**EXERCISE SET**
1) Decide whether each statement agrees with the Fight Night Club text below, answering yes or no and quoting the words from the text that decide it. (a) The "Battle in the Ballroom" series is held at the Doubletree Hotel in Ontario, Calif. (b) The most expensive ticket for the June 11 show costs $65. (c) Thompson Boxing Promotions has been putting on shows since 2000.
2) Repeat word for word the part of the Fight Night Club text that opens with the words containing "The June 11" and closes with "be customer friendly.".

The premiere of “Fight Night Club,” Golden Boy Promotions' ongoing boxing series from Club Nokia in downtown Los Angeles, is less than a week away.

The inaugural show, on Thursday, June 11, marks the first time a regular fight card has been presented in the Los Angeles area this decade and with it comes a mix of anticipation and skepticism from the local boxing community.

Some wonder if an ongoing club show can survive and thrive in a market as big and crowded with alternative forms of entertainment as Los Angeles.

The good news is that it has been done for many years by smaller promotional companies in smaller markets in Southern California. And the formula for success is as simple as a one-two combination.

Roy Englebrecht’s “Battle in the Ballroom” series recently celebrated it’s 25th anniversary of packed shows at the Marriott Hotel in Irvine, Calif., which is about 40 miles south of L.A. Since 2000, Thompson Boxing Promotions has put on shows in front of standing-room only crowds at the Doubletree Hotel in Ontario, Calif., about 40 miles east of L.A.

Englebrecht and Thompson Boxing have slight philosophical differences in their approach to promoting but both companies have built well-attended club series with the same basic principles:

Competitive fights, fun atmospheres and affordable ticket prices.

If those keys to success hold true for L.A., the future of “Fight Night Club” looks good.

The June 11 main event between prospects David Rodela and Juan Garcia is a competitive matchup, as the other four- and six-round bouts on the card appear to be. Club Nokia is a centrally located state-of-the-art venue that was built for lively, but comfortable intimate shows. Tickets start at $28. The most expensive ticket, for the “Mezzanine VIP” area of the club, is only $65.

“Great minds think alike,” Englebrecht said of Golden Boy’s new series. “We pioneered the Thursday night fight series 25 years ago and we haven’t changed the day of the week because it’s perfect for boxing; it doesn’t conflict with other sporting events or other weekend entertainment. Golden Boy’s series should do well. I’ve seen Club Nokia. It’s a ‘Wow’ venue. Very nice. It will be customer friendly.

**STORED DATA**

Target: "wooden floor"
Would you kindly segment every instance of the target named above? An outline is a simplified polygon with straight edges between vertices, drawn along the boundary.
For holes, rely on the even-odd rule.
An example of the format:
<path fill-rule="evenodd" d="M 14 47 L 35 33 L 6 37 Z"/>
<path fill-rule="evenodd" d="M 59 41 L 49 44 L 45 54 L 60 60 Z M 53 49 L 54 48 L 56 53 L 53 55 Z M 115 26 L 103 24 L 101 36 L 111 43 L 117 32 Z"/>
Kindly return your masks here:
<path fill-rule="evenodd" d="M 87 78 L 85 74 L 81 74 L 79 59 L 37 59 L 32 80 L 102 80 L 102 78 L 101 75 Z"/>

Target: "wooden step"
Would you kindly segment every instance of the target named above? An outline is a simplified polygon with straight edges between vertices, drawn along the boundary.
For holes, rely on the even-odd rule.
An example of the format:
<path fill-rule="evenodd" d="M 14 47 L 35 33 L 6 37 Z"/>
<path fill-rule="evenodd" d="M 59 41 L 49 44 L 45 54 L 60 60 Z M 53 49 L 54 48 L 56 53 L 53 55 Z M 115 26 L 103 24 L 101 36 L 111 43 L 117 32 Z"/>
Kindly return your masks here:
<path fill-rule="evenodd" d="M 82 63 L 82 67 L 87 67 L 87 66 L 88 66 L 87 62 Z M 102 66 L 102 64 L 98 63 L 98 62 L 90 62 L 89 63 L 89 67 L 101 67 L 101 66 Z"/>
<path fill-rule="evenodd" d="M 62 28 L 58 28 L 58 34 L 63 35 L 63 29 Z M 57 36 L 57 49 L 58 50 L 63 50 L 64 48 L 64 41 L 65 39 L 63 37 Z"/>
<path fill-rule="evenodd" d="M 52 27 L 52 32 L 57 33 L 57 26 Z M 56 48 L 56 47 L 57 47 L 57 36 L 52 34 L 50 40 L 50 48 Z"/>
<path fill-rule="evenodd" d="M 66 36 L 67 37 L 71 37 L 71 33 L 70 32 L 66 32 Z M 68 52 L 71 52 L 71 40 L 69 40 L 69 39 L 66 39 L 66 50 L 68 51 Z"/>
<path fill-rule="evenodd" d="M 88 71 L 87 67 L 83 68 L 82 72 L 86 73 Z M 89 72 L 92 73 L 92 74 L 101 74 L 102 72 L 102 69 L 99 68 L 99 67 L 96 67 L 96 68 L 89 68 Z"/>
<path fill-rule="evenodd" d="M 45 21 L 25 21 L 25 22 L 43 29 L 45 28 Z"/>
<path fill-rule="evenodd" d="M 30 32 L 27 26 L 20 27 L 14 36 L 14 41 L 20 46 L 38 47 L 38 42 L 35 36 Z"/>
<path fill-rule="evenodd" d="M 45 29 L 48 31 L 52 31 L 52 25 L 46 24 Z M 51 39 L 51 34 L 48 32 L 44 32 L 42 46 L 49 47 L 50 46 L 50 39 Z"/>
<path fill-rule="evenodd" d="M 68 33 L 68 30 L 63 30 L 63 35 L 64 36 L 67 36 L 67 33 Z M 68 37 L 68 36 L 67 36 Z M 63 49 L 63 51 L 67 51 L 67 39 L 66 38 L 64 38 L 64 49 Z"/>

**SOLUTIONS TO THE PROBLEMS**
1)
(a) No: "Roy Englebrecht’s “Battle in the Ballroom” series recently celebrated it’s 25th anniversary of packed shows at the Marriott Hotel in Irvine, Calif."
(b) Yes: "The most expensive ticket, for the “Mezzanine VIP” area of the club, is only $65."
(c) Yes: "Since 2000, Thompson Boxing Promotions has put on shows in front of standing-room only crowds at the Doubletree Hotel in Ontario, Calif."

2)
The June 11 main event between prospects David Rodela and Juan Garcia is a competitive matchup, as the other four- and six-round bouts on the card appear to be. Club Nokia is a centrally located state-of-the-art venue that was built for lively, but comfortable intimate shows. Tickets start at $28. The most expensive ticket, for the “Mezzanine VIP” area of the club, is only $65.

“Great minds think alike,” Englebrecht said of Golden Boy’s new series. “We pioneered the Thursday night fight series 25 years ago and we haven’t changed the day of the week because it’s perfect for boxing; it doesn’t conflict with other sporting events or other weekend entertainment. Golden Boy’s series should do well. I’ve seen Club Nokia. It’s a ‘Wow’ venue. Very nice. It will be customer friendly.